__Region annotation entries__
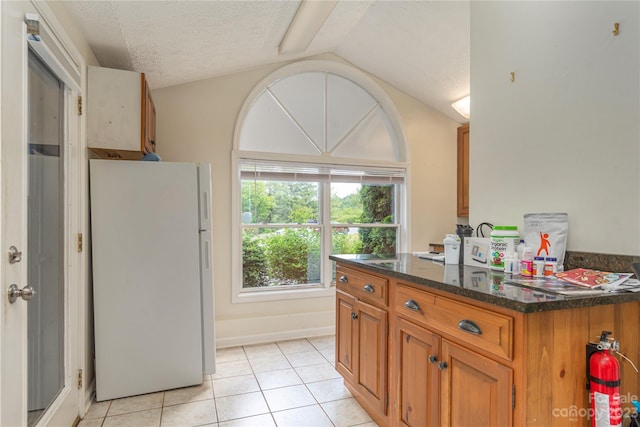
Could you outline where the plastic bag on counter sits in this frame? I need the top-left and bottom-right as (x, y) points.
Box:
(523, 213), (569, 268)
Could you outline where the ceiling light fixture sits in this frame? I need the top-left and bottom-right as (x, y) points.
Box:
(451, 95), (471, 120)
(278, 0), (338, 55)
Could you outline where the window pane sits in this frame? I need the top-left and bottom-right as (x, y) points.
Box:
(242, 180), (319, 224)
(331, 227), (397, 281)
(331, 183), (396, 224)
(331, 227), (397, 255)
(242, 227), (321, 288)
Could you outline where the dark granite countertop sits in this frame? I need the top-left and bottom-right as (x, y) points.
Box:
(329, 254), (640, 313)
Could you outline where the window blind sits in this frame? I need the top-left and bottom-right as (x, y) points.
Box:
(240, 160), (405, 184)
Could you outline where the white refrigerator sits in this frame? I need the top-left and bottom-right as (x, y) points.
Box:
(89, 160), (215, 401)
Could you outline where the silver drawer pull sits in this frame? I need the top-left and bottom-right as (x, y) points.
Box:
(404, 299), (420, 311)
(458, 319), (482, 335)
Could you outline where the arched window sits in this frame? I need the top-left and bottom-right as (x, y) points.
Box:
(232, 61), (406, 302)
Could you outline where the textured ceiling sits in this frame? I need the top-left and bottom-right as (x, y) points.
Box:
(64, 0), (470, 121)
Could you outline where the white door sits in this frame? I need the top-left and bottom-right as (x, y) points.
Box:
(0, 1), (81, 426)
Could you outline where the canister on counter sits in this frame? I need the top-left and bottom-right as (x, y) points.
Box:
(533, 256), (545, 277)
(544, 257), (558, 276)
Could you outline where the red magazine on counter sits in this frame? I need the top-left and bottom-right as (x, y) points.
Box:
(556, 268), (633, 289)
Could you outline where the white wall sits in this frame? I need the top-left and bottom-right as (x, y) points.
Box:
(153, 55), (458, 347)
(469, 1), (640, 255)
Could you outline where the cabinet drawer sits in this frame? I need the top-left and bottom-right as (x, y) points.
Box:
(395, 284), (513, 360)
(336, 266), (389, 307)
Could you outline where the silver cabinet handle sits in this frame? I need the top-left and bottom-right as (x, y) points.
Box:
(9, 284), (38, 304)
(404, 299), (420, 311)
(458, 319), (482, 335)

---

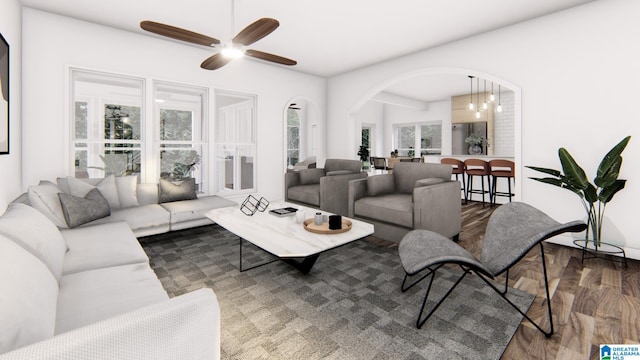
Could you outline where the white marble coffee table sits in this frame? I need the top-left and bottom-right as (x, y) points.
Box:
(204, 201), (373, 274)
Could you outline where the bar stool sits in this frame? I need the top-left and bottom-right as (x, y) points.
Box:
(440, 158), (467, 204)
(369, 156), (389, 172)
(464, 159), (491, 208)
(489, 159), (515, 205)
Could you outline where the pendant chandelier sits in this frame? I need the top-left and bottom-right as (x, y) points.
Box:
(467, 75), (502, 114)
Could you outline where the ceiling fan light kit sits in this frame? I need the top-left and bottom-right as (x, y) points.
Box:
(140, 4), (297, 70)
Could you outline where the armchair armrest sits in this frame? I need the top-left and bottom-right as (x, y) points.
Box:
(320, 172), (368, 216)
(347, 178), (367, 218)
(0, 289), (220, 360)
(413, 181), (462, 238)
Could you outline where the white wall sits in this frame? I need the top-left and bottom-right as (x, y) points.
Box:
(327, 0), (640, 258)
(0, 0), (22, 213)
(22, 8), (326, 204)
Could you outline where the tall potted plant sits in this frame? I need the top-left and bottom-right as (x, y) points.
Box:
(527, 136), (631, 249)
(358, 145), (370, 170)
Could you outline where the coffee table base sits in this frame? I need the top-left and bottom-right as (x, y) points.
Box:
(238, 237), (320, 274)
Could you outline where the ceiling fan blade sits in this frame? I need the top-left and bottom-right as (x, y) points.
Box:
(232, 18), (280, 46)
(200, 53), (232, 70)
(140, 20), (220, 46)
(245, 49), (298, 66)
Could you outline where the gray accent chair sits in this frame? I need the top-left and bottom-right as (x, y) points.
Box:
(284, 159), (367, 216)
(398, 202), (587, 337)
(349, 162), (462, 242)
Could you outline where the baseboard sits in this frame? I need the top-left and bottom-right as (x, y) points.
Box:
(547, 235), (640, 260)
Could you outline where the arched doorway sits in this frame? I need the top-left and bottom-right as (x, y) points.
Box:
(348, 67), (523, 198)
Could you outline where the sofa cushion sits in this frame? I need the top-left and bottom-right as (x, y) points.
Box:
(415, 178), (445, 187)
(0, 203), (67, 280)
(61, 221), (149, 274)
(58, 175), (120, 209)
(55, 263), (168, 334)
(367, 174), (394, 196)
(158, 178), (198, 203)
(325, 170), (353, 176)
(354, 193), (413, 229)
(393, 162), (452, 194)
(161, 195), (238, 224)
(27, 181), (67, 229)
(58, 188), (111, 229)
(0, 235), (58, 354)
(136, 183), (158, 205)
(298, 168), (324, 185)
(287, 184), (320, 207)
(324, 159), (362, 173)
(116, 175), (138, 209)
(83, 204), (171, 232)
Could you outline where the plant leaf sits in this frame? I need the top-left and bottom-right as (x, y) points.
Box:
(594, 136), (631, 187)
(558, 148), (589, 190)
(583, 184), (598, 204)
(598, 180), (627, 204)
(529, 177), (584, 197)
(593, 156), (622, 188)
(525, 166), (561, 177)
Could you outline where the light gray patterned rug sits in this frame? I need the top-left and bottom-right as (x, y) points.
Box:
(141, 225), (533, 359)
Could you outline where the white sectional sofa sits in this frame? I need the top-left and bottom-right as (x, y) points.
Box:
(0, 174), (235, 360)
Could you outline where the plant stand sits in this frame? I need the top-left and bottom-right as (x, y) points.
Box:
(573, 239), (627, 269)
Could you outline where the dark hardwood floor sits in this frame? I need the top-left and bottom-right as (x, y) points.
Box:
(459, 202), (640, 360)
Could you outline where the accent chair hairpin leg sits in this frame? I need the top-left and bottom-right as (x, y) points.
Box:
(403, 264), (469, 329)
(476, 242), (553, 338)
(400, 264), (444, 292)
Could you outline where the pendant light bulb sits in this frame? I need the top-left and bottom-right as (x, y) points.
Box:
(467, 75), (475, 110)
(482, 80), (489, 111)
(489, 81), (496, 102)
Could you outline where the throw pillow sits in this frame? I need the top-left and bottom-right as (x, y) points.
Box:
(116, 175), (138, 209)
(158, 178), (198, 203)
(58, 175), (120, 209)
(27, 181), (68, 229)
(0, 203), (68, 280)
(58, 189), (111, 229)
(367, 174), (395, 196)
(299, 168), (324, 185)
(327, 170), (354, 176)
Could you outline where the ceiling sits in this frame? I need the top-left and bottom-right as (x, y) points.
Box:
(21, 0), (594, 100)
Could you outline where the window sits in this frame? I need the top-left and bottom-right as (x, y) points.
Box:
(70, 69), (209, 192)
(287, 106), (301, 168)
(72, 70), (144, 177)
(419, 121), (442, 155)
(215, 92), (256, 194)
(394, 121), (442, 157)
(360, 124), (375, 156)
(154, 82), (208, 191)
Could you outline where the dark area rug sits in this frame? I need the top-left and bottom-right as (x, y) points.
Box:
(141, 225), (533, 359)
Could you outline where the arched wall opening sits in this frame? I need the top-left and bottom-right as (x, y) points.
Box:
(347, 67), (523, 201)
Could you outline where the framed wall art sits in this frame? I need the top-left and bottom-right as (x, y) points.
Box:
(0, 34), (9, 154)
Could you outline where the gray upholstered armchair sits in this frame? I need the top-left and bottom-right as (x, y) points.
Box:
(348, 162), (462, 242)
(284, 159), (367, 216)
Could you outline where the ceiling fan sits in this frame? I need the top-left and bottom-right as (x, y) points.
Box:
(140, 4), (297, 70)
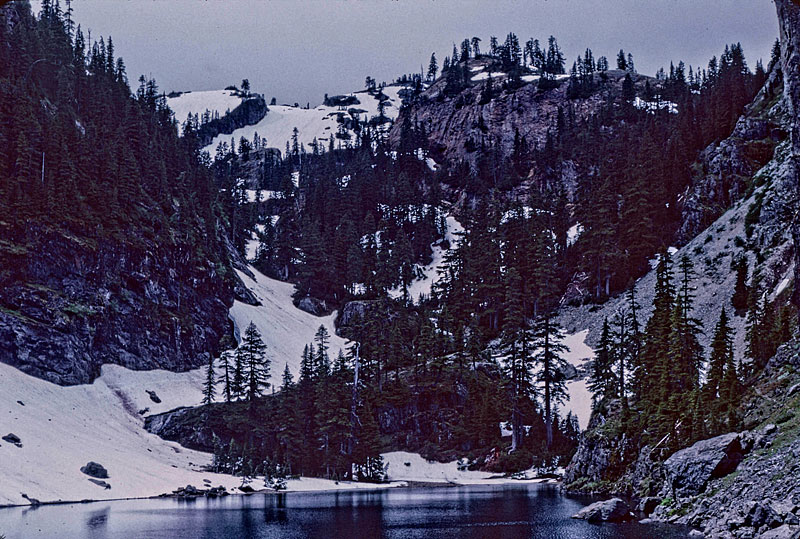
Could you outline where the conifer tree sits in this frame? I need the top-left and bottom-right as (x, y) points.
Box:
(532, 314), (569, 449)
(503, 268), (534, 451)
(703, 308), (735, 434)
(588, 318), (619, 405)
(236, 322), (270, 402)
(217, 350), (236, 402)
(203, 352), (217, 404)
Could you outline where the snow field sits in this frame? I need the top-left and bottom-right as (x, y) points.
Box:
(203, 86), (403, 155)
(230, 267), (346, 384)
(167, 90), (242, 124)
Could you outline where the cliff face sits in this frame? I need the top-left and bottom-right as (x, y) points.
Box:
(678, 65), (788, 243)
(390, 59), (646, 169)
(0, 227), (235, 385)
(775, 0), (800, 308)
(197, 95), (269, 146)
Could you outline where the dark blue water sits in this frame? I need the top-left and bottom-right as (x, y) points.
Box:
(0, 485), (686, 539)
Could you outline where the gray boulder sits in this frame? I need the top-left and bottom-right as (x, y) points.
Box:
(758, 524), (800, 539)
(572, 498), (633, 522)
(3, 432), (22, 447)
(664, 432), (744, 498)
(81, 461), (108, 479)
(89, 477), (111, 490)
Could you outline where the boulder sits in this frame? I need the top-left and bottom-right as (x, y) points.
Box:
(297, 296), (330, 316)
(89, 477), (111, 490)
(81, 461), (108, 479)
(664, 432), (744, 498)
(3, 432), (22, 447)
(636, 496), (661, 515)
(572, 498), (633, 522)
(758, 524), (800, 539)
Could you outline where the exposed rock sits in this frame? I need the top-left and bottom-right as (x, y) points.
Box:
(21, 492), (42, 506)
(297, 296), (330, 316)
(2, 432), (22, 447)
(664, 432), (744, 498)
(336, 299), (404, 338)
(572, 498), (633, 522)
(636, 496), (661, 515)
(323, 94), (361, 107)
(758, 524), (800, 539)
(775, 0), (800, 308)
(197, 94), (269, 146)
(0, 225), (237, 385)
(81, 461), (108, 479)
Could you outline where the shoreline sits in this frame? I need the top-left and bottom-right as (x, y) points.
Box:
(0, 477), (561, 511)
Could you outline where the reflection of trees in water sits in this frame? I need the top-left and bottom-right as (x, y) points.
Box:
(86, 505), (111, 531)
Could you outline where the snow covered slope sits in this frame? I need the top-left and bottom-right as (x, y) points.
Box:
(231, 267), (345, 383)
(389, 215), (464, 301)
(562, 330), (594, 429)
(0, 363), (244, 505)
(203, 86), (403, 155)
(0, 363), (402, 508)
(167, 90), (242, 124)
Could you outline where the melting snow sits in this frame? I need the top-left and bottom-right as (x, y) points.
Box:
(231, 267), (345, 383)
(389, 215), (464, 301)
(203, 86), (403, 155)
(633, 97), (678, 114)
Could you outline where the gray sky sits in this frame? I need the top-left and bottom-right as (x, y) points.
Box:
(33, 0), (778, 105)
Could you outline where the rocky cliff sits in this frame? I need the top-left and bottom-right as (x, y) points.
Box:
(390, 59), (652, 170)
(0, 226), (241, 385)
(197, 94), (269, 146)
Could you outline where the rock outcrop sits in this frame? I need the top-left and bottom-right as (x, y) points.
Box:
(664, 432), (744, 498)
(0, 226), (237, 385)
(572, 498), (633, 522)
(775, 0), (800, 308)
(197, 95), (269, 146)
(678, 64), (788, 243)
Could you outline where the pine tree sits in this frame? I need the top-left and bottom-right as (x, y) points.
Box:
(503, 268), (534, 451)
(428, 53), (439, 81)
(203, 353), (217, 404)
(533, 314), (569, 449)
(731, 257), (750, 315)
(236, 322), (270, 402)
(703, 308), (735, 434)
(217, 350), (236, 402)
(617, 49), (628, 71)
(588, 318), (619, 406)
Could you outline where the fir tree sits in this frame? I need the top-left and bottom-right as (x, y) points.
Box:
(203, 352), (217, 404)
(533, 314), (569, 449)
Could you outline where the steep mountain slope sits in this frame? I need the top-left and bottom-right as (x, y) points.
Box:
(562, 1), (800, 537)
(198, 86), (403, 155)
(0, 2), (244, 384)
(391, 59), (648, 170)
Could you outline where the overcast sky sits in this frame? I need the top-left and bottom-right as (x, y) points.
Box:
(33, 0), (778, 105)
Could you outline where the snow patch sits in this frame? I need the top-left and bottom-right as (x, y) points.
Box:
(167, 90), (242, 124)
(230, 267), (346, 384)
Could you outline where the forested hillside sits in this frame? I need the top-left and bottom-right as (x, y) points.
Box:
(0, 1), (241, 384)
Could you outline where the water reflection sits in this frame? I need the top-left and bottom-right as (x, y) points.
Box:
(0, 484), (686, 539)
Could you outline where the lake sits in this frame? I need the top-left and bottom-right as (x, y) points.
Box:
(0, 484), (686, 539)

__WORK INSTRUCTIONS__
Pull out every line in the rows above that contains the string "accent", and copy each one in full.

__FINISHED EXERCISE__
Could you outline where the gray accent chair sits in this frame? I need the top-left and bottom-right as (x, y) points.
Could you outline where the accent chair hairpin leg sits in this frame? I need the top-left and bottom-right as (x, y) points.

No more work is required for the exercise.